[Dataset records]
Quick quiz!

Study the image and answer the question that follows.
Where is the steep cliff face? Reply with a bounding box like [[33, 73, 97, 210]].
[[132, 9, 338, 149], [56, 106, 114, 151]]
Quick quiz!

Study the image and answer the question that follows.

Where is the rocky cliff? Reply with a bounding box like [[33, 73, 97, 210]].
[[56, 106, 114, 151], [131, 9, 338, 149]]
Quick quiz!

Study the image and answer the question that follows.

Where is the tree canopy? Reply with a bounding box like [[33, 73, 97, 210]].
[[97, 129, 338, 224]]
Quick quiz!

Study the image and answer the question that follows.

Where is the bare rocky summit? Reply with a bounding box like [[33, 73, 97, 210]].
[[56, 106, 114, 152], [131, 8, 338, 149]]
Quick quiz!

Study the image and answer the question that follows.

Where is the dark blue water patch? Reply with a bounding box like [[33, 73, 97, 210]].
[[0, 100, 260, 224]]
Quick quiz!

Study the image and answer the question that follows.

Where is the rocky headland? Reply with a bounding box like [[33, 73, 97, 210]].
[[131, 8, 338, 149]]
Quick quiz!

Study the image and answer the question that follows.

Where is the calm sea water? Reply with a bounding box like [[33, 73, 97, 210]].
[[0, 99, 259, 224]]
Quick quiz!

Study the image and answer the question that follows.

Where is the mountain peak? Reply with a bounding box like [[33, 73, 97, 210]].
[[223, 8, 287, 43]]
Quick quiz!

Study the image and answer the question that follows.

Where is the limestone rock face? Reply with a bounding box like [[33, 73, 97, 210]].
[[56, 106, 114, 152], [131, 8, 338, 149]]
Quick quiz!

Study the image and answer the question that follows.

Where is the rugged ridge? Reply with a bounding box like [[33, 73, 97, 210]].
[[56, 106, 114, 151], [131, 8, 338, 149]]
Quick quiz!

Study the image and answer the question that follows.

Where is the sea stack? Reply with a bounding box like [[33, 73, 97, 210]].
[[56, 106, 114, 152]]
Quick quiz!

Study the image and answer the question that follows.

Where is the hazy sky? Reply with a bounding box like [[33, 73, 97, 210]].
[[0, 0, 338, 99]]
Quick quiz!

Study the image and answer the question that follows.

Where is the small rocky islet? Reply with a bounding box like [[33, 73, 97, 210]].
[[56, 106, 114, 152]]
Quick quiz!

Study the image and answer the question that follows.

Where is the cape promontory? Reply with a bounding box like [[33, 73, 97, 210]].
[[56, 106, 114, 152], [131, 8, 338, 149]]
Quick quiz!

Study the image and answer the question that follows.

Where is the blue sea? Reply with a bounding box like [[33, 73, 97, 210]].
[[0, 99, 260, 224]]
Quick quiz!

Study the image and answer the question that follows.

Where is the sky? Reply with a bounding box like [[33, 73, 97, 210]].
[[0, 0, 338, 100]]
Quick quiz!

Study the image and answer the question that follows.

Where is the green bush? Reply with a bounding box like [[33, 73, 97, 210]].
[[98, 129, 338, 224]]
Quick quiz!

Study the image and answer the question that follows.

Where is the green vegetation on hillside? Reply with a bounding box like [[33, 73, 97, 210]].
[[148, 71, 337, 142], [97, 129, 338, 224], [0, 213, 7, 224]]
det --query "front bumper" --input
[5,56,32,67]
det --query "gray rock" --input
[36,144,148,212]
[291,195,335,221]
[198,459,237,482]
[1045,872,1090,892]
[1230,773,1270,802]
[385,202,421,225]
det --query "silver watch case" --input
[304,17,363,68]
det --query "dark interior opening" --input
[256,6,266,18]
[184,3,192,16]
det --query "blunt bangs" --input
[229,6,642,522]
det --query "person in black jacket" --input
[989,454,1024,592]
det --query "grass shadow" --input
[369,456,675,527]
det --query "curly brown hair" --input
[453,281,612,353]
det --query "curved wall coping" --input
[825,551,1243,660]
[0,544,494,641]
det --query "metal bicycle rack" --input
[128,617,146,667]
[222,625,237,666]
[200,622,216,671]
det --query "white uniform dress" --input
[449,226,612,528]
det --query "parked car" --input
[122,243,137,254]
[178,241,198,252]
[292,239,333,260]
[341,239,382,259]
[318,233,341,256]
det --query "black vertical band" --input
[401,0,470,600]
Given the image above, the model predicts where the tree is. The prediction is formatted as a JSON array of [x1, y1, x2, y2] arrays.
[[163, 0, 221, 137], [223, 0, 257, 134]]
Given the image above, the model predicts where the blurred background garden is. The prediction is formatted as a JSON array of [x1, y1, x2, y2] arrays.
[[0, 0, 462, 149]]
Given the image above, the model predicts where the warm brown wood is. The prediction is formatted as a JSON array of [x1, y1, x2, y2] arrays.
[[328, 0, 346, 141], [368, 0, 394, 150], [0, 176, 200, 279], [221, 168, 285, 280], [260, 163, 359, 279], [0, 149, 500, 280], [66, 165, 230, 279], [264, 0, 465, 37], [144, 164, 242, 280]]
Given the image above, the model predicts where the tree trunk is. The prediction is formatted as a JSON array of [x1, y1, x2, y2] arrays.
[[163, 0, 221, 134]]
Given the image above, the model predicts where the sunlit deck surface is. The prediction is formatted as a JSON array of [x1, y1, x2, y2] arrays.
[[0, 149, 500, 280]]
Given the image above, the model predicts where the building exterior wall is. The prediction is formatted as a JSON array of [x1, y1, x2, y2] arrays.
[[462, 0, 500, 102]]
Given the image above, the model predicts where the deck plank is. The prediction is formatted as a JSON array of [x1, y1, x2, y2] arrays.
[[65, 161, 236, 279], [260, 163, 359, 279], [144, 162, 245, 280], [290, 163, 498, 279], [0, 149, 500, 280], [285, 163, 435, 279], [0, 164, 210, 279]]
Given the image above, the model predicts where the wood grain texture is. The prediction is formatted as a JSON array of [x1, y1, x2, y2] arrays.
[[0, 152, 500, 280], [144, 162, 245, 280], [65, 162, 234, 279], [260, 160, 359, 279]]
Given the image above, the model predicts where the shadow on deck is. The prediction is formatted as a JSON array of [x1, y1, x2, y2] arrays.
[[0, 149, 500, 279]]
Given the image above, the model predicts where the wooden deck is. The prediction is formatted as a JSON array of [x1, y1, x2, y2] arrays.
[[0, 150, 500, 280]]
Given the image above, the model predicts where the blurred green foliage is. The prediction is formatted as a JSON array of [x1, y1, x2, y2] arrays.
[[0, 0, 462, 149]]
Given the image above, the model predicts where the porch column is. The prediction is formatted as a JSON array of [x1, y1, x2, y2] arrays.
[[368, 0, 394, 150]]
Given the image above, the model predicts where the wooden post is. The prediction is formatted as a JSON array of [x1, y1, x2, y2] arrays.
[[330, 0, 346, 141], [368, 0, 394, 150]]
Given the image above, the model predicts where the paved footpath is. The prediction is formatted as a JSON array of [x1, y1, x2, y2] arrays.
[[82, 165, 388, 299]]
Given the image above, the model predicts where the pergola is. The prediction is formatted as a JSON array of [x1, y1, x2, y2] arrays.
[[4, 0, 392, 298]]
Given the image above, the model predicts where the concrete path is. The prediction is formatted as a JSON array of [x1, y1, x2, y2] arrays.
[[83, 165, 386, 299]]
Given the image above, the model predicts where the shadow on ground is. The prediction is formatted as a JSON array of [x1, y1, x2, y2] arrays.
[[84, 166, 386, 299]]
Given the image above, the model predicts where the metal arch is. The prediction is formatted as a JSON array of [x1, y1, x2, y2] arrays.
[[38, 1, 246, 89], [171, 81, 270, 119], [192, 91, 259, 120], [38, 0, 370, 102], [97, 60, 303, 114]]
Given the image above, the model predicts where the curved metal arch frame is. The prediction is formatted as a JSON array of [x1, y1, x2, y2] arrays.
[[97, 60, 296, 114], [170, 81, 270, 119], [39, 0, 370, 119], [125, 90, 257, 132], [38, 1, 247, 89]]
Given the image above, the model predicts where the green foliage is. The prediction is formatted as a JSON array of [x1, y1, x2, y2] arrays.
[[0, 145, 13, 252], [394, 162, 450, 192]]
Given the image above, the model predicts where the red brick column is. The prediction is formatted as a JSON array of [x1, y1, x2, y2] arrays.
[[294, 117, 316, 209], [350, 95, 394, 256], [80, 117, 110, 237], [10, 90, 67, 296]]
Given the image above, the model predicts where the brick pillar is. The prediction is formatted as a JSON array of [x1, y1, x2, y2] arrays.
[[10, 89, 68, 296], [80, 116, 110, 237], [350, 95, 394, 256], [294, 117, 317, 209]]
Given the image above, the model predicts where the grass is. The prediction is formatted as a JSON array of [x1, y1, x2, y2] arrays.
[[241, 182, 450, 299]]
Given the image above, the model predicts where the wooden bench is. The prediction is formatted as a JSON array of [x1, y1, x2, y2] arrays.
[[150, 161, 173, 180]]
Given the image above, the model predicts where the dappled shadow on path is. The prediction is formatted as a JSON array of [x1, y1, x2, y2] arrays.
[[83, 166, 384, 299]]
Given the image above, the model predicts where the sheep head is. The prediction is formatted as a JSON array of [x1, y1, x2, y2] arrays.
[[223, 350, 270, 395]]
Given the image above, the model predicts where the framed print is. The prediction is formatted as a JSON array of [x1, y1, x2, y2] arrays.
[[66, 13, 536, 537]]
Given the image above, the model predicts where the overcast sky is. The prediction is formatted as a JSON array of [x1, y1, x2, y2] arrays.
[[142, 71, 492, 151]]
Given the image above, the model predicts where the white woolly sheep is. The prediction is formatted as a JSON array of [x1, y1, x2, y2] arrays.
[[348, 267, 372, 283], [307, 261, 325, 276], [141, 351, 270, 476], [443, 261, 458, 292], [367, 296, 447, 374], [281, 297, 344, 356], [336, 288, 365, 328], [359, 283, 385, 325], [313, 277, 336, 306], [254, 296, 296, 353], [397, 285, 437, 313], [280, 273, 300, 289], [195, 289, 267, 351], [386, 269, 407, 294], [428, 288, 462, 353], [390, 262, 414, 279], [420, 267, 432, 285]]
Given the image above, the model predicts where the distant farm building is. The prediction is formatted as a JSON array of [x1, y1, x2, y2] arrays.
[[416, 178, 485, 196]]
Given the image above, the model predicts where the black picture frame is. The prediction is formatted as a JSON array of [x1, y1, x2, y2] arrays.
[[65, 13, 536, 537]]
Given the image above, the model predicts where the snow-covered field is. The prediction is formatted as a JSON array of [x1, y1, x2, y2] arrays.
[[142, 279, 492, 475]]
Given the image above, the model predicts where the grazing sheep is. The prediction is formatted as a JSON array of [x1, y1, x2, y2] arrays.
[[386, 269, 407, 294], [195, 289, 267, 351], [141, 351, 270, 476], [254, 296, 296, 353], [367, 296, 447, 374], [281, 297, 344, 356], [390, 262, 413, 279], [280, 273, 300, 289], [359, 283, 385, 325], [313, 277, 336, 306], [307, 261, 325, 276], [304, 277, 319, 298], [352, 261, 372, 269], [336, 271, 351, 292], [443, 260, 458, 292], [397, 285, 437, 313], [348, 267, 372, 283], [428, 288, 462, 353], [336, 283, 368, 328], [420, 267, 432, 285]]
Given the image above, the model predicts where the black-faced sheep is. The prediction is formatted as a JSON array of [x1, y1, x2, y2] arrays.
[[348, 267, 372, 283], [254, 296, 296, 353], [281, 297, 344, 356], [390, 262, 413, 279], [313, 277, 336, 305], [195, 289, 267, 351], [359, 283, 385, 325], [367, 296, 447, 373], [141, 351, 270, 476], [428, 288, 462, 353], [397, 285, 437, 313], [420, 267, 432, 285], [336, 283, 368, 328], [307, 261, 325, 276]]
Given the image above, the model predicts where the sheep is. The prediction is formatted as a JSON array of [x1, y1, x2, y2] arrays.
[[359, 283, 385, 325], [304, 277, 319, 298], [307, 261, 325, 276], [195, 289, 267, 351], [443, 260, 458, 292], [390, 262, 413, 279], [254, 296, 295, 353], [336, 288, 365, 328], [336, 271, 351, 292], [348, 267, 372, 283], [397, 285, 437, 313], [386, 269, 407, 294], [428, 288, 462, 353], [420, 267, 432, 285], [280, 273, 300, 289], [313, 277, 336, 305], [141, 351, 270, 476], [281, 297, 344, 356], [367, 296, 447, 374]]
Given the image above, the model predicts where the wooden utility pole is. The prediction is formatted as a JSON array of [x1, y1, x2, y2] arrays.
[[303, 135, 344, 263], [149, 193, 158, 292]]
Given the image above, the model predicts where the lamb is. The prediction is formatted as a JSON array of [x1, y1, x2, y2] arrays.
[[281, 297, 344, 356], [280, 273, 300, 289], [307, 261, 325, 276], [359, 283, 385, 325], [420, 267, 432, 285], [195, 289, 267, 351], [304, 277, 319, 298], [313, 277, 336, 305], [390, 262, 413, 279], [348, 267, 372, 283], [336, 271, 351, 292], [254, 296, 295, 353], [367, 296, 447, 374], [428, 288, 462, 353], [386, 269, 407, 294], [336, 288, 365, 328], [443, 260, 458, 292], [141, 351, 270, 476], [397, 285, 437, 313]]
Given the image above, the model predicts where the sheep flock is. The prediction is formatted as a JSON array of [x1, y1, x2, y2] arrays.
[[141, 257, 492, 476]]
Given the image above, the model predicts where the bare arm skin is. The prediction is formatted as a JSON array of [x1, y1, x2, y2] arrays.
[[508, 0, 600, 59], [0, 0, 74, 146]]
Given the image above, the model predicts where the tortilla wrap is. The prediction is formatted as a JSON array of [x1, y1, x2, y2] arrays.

Problem description >> Reproduce the lines of the items above verbatim, starting with the line containing "Given the image above, the model predicts where the paved" and continuing through the line containing "[[0, 145, 13, 252], [394, 162, 450, 192]]".

Output of the task >>
Given the image above, the model predicts where the paved footpath is. The prediction is formatted as a JSON array of [x1, y1, x2, y2] arrays.
[[82, 165, 388, 299]]
Given the image above, the model predicts where the pergola is. The prediction is formatted as a JSON array of [x1, y1, x2, y2] arrays.
[[4, 0, 392, 298]]
Given the image above, the model predicts where the concrete path is. The prediction is formatted as a JSON array of [x1, y1, x2, y2] arrays.
[[83, 165, 386, 299]]
Given the image above, the model predicts where the shadow on ground is. The prediction is formatted as a JSON array of [x1, y1, x2, y2] arrays.
[[84, 166, 386, 299]]
Given the image above, the model predicts where the metal arch is. The prediction is formatted as a JSON array of [x1, y1, x2, y2] arrays.
[[38, 1, 246, 89], [171, 81, 270, 119], [192, 91, 259, 120], [38, 0, 370, 102], [97, 60, 303, 114]]
Given the image above, the model predicts where the curved metal arch frame is. The prediction is formatted as a JSON array of [x1, y1, x2, y2] arrays.
[[97, 60, 296, 114], [170, 81, 270, 119], [39, 0, 370, 119], [125, 90, 257, 132], [38, 1, 247, 89]]
Given the image above, the model predicts where the green foliage is. The prediction is formatted as a JSON array of [x1, y1, x2, y2] arrays.
[[0, 145, 13, 252], [394, 162, 450, 192]]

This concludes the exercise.